* START Supplied passage *
You are viewing a plain text version of this content. The canonical link for it is here.
Posted to users@cocoon.apache.org by Lars Huttar <la...@sil.org> on 2004/08/03 05:25:12 UTC

memory issues, SAX

Dear Cocoon gurus,              [Cocoon 2.1.2, Tomcat 4.1]

We have an application where we need to generate an index
from a large database. We seem to be running out of memory
even in getting the unprocessed out of the database.

We initially did (sitemap pseudocode)
  - xsp query to get rows from "Index" table of database
  - XSLT transformation that groups together rows with certain identical fields
  - XSLT transformation that wraps "source:write" markup around
    the XML
  - the write-source transformer to put the XML into a file
  - (serialize as XML)

This worked for small rowsets, but when we jump from 3700 to
9500 rows, it fails, with the message
org.apache.cocoon.ProcessingException: Exception in ServerPagesGenerator.generate():
java.lang.RuntimeException: org.apache.cocoon.ProcessingException: insertFragment: fragment is
required.

which sounds like write-source transformer is complaining that it didn't
get its "fragment" (data to write to the file), so I supposed
there was a failure before the write-source transformer.
I wondered if the XSLT transformations were each building
a DOM for the entire input. This would account for running out
of memory.

So I tried reducing the pipeline to just obtaining the data
and writing it to a file without grouping.
First I tried

  - xsp query to get rows from "Index" table of database
  - XSLT transformation that just wraps "source:write" markup around
    the XML
  - the write-source transformer to put the XML into a file

but this failed too, and of course it has an XSLT transformation
which is suspect -- is it building a DOM? So next I tried

  - file generator to get a file that contained a source:write
    wrapper around a cinclude statement
  - cinclude transformer to get the data
  - the write-source transformer to put the XML into a file

And in a separate pipeline called by the cinclude statement,

  - xsp query to get rows from "Index" table of database

But this still failed!
* END Supplied passage *
Parts of the exercise
A - Restate the Cocoon post from "memory issues, SAX" down to "did (sitemap pseudocode)", with "database" changed to "data store" each time it appears.
B - Collect every line of the rows below that contains the string "panel". Case counts.
* START Data section *
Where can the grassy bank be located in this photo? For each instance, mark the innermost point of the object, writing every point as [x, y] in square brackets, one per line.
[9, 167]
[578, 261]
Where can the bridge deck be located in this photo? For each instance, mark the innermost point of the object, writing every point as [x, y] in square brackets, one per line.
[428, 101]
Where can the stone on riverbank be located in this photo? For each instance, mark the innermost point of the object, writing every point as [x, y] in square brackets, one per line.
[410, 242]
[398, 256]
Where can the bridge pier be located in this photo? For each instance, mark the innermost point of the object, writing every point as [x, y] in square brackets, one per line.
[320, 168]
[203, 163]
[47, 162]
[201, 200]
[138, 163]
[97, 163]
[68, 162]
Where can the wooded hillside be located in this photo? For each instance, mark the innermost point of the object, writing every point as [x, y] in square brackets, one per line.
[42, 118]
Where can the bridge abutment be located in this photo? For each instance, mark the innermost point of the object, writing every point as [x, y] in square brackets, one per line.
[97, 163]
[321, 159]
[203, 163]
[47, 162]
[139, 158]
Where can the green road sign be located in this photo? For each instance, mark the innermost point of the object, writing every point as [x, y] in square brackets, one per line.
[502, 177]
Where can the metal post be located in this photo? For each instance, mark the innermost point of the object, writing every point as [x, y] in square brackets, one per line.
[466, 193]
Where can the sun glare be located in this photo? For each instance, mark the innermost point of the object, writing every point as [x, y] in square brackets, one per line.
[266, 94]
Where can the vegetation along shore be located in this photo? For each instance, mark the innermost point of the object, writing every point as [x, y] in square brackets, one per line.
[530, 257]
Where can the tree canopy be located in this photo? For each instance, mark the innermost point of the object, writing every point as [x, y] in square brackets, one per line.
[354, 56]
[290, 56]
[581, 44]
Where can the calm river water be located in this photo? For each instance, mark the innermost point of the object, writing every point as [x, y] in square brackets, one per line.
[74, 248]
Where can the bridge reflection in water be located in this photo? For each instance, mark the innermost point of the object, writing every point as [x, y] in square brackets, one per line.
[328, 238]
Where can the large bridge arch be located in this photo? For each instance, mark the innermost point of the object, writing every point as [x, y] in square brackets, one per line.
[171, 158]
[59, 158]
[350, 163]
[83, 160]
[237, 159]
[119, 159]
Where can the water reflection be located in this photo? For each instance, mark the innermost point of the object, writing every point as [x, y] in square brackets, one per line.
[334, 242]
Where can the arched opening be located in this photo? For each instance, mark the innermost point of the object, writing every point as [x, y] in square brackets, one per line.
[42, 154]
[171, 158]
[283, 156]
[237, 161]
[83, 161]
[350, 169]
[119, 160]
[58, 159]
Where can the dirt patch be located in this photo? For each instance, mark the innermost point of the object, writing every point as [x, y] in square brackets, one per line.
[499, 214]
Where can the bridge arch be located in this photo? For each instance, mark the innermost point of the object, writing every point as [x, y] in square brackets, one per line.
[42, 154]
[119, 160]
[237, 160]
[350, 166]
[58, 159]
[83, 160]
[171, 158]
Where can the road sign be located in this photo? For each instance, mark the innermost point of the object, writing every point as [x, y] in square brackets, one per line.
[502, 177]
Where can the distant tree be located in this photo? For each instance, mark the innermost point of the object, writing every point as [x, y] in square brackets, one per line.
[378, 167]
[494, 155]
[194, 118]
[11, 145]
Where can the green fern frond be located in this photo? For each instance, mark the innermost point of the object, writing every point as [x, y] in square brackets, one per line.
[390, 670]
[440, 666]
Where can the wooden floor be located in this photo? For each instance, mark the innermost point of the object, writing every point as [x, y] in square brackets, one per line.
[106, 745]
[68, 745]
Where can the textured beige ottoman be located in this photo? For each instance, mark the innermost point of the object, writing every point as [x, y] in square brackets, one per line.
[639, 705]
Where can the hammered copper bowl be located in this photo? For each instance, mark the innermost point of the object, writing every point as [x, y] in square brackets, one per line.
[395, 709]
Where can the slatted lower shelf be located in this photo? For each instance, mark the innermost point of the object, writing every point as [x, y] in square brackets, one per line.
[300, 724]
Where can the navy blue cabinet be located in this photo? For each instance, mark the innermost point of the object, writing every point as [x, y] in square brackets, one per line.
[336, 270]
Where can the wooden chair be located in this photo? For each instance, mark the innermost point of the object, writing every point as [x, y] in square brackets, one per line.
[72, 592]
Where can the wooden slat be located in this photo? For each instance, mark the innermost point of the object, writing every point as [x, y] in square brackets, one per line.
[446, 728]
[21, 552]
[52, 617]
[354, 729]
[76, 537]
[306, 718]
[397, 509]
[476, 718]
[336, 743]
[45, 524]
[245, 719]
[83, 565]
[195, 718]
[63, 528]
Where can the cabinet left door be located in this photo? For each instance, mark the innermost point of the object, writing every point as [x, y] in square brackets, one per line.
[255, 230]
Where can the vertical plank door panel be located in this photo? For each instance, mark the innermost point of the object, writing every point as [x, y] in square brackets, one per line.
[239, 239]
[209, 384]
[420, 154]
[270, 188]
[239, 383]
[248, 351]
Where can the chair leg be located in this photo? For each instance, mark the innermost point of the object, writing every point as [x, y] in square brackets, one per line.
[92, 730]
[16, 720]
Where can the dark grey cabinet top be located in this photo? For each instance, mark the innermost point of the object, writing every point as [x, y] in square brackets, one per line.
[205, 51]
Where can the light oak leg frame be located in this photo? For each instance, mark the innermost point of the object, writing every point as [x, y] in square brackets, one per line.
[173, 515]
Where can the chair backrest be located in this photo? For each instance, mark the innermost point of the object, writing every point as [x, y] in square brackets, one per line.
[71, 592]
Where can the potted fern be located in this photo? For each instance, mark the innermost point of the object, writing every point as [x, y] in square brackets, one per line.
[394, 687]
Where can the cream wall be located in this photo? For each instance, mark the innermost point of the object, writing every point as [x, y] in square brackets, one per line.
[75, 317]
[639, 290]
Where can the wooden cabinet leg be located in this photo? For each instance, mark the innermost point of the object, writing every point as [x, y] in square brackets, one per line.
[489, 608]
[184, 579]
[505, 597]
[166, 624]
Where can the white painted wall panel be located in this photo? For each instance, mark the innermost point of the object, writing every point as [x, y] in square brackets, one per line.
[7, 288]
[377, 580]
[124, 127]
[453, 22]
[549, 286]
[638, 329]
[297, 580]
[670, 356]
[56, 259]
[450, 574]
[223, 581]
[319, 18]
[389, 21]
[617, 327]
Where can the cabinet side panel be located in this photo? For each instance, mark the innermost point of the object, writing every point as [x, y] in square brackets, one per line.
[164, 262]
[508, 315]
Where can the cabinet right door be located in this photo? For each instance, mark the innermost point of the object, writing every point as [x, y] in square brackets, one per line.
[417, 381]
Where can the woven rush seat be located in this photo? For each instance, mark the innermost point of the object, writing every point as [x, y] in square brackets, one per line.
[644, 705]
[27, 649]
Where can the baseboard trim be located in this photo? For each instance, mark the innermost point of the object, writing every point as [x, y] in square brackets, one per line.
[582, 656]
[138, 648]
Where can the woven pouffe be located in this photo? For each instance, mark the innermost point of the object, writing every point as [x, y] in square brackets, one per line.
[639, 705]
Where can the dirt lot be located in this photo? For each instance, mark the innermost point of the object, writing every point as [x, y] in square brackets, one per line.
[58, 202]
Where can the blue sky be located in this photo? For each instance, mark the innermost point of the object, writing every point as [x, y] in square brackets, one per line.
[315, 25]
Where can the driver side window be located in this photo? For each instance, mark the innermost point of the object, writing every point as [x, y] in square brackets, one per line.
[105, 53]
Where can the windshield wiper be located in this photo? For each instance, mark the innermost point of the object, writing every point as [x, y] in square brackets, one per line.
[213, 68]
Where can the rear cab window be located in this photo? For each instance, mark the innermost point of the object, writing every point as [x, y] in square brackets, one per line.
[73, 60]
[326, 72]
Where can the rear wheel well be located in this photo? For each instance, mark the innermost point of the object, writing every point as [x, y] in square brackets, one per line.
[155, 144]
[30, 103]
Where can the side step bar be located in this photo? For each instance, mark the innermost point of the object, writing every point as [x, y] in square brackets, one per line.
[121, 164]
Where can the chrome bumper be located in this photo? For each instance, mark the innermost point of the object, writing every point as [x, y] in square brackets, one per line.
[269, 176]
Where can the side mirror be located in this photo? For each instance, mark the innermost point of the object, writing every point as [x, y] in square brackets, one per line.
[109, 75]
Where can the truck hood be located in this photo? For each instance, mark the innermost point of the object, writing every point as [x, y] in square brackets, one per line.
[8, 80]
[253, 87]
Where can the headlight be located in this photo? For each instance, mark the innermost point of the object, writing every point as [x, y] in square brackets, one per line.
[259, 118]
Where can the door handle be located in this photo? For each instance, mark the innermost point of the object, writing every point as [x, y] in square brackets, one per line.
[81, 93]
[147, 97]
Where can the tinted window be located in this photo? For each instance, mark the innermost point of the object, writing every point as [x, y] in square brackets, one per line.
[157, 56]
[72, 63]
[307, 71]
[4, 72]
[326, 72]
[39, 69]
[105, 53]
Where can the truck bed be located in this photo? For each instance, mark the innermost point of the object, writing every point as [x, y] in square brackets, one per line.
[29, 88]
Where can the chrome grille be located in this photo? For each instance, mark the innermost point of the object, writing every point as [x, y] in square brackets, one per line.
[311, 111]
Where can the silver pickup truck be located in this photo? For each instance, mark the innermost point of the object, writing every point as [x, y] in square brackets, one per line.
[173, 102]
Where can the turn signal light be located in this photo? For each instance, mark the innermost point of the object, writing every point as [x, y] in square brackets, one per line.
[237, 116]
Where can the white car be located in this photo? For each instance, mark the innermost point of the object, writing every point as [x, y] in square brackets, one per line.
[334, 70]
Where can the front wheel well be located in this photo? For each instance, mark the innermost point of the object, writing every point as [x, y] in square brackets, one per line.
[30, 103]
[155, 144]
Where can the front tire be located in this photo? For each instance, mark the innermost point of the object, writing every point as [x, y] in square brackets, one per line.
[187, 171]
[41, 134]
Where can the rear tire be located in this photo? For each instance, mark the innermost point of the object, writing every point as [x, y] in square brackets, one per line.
* END Data section *
Solution set
A -
memory issues, SAX

Dear Cocoon gurus,              [Cocoon 2.1.2, Tomcat 4.1]

We have an application where we need to generate an index
from a large data store. We seem to be running out of memory
even in getting the unprocessed out of the data store.

We initially did (sitemap pseudocode)

B -
Where can the vertical plank door panel be located in this photo? For each instance, mark the innermost point of the object, writing every point as [x, y] in square brackets, one per line.
Where can the white painted wall panel be located in this photo? For each instance, mark the innermost point of the object, writing every point as [x, y] in square brackets, one per line.
Where can the cabinet side panel be located in this photo? For each instance, mark the innermost point of the object, writing every point as [x, y] in square brackets, one per line.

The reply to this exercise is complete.